══ Data shown ══

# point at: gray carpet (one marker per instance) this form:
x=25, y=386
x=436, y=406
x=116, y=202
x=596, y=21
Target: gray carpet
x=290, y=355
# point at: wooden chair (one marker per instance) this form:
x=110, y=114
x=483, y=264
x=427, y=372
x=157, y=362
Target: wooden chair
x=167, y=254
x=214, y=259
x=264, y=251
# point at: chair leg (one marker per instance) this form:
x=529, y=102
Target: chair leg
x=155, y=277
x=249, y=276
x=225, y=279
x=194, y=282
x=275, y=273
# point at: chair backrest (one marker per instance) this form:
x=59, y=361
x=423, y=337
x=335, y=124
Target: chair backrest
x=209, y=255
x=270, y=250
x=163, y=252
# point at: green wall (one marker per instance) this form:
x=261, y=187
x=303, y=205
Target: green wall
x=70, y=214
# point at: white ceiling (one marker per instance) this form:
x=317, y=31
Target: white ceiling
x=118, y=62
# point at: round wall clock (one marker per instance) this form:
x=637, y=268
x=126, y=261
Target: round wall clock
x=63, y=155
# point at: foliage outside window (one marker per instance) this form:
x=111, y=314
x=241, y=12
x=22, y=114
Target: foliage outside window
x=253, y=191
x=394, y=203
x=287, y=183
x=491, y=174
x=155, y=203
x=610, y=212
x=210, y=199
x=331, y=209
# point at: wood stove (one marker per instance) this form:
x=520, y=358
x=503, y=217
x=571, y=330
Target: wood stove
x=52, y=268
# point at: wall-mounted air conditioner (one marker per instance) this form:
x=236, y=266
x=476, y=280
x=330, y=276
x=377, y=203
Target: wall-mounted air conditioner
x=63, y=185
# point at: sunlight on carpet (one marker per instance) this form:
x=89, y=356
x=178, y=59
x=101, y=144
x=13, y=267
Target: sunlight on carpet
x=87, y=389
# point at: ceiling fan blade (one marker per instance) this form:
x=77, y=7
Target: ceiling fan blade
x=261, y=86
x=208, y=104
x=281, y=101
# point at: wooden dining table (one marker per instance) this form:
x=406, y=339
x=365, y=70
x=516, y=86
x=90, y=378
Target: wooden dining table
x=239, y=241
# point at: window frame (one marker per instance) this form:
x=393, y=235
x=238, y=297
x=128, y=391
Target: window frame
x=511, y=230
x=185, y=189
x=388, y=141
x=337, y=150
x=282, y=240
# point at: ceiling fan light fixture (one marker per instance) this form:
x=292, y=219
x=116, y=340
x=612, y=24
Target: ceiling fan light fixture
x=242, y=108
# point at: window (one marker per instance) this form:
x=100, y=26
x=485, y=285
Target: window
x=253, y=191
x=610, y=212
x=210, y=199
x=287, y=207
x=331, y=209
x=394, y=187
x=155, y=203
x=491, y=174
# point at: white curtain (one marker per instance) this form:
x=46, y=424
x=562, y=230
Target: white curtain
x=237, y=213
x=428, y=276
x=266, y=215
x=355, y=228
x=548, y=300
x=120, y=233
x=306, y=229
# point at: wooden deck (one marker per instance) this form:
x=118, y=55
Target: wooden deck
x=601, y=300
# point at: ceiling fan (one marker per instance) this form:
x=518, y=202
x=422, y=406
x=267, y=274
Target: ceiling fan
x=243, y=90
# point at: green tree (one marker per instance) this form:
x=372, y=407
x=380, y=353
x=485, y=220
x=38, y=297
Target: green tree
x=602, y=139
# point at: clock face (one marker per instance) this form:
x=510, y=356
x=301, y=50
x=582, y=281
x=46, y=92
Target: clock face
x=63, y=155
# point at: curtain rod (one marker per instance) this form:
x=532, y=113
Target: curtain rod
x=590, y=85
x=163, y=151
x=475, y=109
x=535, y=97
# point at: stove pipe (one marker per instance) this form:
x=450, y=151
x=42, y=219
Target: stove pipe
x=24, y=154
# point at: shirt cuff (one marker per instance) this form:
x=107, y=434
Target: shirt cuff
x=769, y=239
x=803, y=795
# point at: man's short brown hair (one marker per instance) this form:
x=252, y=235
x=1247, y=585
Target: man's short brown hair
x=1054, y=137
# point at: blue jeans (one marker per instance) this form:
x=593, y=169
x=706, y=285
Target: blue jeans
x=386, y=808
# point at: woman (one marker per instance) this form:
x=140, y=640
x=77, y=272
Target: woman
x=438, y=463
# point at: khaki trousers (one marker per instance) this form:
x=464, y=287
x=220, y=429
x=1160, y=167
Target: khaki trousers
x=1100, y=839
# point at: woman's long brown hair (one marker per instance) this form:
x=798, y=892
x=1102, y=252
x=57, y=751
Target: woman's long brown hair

═══

▶ Directions:
Edit the rows above so that "round wall clock" reads "circular wall clock" in each place it appears. Leave everything else unchanged.

▶ Result:
# point at: gray carpet (one marker per instance) this form:
x=25, y=386
x=436, y=406
x=116, y=202
x=596, y=21
Target: gray carpet
x=290, y=355
# point at: wooden chair (one marker per instance) this form:
x=110, y=114
x=483, y=264
x=427, y=372
x=157, y=362
Target: wooden chair
x=167, y=254
x=214, y=259
x=264, y=251
# point at: chair leg (one marker per instance) this form:
x=529, y=102
Target: chair leg
x=155, y=277
x=249, y=276
x=225, y=279
x=194, y=282
x=275, y=273
# point at: chair backrest (one marker per instance) this form:
x=59, y=361
x=423, y=337
x=335, y=124
Target: chair backrest
x=209, y=255
x=270, y=250
x=163, y=252
# point at: green wall (one marker per instance) this form:
x=261, y=187
x=303, y=205
Target: green wall
x=70, y=214
# point at: white ceiling (one marker per instance) this form:
x=317, y=31
Target: white ceiling
x=118, y=62
# point at: circular wall clock (one marker per instance) this form:
x=637, y=268
x=126, y=261
Target: circular wall clock
x=63, y=155
# point at: foliage outside window (one marker per instance) this form:
x=111, y=314
x=241, y=12
x=22, y=114
Target: foliage outside window
x=253, y=191
x=394, y=203
x=287, y=183
x=491, y=174
x=155, y=203
x=610, y=212
x=210, y=199
x=331, y=209
# point at: wood stove (one marker per instance) this form:
x=520, y=358
x=503, y=217
x=571, y=330
Target: wood stove
x=52, y=268
# point at: wall-mounted air conditioner (one marker per instance) this form:
x=236, y=266
x=476, y=280
x=330, y=276
x=377, y=203
Target: wall-mounted air conditioner
x=63, y=185
# point at: sunlight on carpet (one marker per instance) this form:
x=89, y=356
x=178, y=59
x=101, y=144
x=13, y=267
Target: sunlight on carpet
x=87, y=389
# point at: ceiling fan blade (one marker per instance) this form:
x=77, y=7
Target: ceiling fan blade
x=261, y=86
x=208, y=104
x=281, y=101
# point at: wooden dining table (one marker per instance) this form:
x=406, y=339
x=365, y=70
x=516, y=86
x=90, y=378
Target: wooden dining table
x=239, y=241
# point at: window frame (one marker per instance) this form:
x=393, y=235
x=238, y=297
x=128, y=391
Target: window frame
x=511, y=230
x=185, y=189
x=388, y=141
x=337, y=150
x=282, y=240
# point at: ceiling fan light fixture (one marker per instance) this form:
x=292, y=219
x=116, y=340
x=612, y=24
Target: ceiling fan light fixture
x=242, y=108
# point at: window (one marker per instance) this form:
x=100, y=26
x=485, y=285
Target: window
x=253, y=191
x=610, y=212
x=210, y=199
x=287, y=207
x=331, y=209
x=394, y=187
x=155, y=203
x=491, y=174
# point at: white curtain (one marker per instance) this form:
x=46, y=424
x=562, y=230
Target: white curtain
x=237, y=213
x=428, y=276
x=266, y=215
x=355, y=228
x=548, y=300
x=120, y=233
x=306, y=229
# point at: wooden deck (one marker per instance) this form:
x=118, y=55
Target: wooden deck
x=601, y=300
# point at: ceiling fan (one marker per instance) this form:
x=518, y=202
x=422, y=406
x=267, y=274
Target: ceiling fan
x=243, y=90
# point at: green tree (one marker per instance) this form:
x=372, y=407
x=380, y=353
x=485, y=220
x=38, y=297
Target: green tree
x=602, y=139
# point at: clock face (one marker per instance) this form:
x=510, y=356
x=301, y=50
x=582, y=281
x=46, y=92
Target: clock face
x=63, y=155
# point at: curtain rod (one marker per instance) this form:
x=532, y=113
Target: curtain rod
x=590, y=85
x=163, y=151
x=475, y=109
x=535, y=97
# point at: stove pipe (one marker per instance) this form:
x=450, y=151
x=42, y=219
Target: stove pipe
x=24, y=154
# point at: shirt cuff (one marker per instance) this form:
x=107, y=434
Target: shirt cuff
x=769, y=239
x=803, y=795
# point at: man's short brown hair (one marker per instance) this form:
x=252, y=235
x=1247, y=585
Target: man's short brown hair
x=1054, y=137
# point at: blue jeans (one marker per instance) this form:
x=593, y=169
x=706, y=285
Target: blue jeans
x=386, y=808
# point at: woman (one marker per instance) this form:
x=140, y=640
x=77, y=272
Target: woman
x=438, y=463
# point at: khaki trousers (one marker per instance) this form:
x=464, y=287
x=220, y=429
x=1160, y=167
Target: khaki trousers
x=1100, y=839
# point at: woman's long brown hair (one marker per instance) this form:
x=798, y=892
x=1102, y=252
x=57, y=751
Target: woman's long brown hair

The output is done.